■ **EXERCISE OBJECTIVE**:
According to the forum thread on ladyfish, what bait was the writer using while fishing for seatrout from St. George Island?

■ **SUPPLIED TEXT**:
%%
A few years later I was fishing in the gulf, from St. George island in florida. I was after seatrout, had a shrimp below a cork and was just busting the ladies. During a lull in the bite I was following a Peregrine as it swooped through the sky, looked down and found my float was gone. I set the hook, fought the fish for a few seconds and suddenly...I'm sure you know... That goosehawk dropped into a nosedive and snagged my lady. Now I'm playing tug o war with a bird. after a few seconds of screaming and pulling, the falcon released its grip and I reeled in a stunned ladyfish. It had talon marks in its back, and if you thought they had large eyes to start with, this one had pupils so dial lated you thought it had been hanging with Timothy Leary. 

Anyway, to make two long stories short, they taste like S#$% but have every right to share in the great lore that is fishing.

I love them ladies
TD


----------



## NC-Norm-WB (Jul 25, 2008)

I caught a lady lastnight in wb and it was a whopper. About 5 lbs/30'' plus. It was my first time with a lady....what a fight!!!


----------



## TreednNC (Jul 1, 2005)

Caught one in a castnet in the hook at Hatteras 2 years ago


----------



## Mark Law (Sep 17, 2006)
%%
■ **Source data**:
%%
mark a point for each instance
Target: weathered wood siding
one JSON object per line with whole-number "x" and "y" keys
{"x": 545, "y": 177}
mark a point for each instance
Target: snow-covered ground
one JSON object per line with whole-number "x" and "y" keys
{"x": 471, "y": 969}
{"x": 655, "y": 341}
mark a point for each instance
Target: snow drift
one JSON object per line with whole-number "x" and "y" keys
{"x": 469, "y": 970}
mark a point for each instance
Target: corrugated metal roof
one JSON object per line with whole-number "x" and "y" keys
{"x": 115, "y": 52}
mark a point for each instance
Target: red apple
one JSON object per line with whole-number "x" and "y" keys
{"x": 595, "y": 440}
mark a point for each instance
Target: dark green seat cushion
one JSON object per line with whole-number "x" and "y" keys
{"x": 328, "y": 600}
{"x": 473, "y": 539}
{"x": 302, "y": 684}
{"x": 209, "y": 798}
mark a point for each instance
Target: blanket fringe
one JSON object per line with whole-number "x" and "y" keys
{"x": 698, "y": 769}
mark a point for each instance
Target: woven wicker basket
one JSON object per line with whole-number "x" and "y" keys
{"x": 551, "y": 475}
%%
■ **RESPONSE TO THIS TASK**:
A shrimp below a cork.